**Exercise:**
Arrange every line of the records below as a Markdown table with the columns "Row" and "Line", skipping any blank lines. Leave out the pictures.

**Given entries:**
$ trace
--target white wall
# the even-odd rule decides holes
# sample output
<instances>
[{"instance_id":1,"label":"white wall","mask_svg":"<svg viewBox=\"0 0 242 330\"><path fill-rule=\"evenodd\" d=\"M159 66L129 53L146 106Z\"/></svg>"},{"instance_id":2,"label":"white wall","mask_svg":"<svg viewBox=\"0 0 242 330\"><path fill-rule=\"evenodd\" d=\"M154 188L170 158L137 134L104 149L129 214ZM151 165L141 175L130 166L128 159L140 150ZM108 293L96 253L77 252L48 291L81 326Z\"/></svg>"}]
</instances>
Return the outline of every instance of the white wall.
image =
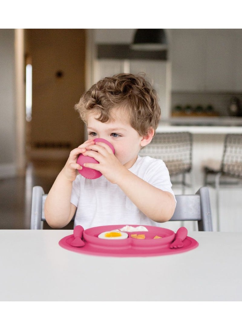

**Final result:**
| Row | Line |
|---|---|
| 1 | $ trace |
| 2 | --target white wall |
| 3 | # the even-odd rule decides holes |
| 4 | # sample output |
| 5 | <instances> |
| 6 | [{"instance_id":1,"label":"white wall","mask_svg":"<svg viewBox=\"0 0 242 330\"><path fill-rule=\"evenodd\" d=\"M159 66L129 53L146 106Z\"/></svg>"},{"instance_id":2,"label":"white wall","mask_svg":"<svg viewBox=\"0 0 242 330\"><path fill-rule=\"evenodd\" d=\"M154 188L170 158L137 134L104 149L129 214ZM151 165L141 175L130 166L128 159L140 150ZM108 293L96 253L77 252L48 291L81 326Z\"/></svg>"}] |
| 7 | </instances> |
| 8 | Return the outline of every instance of the white wall. |
| 9 | image = |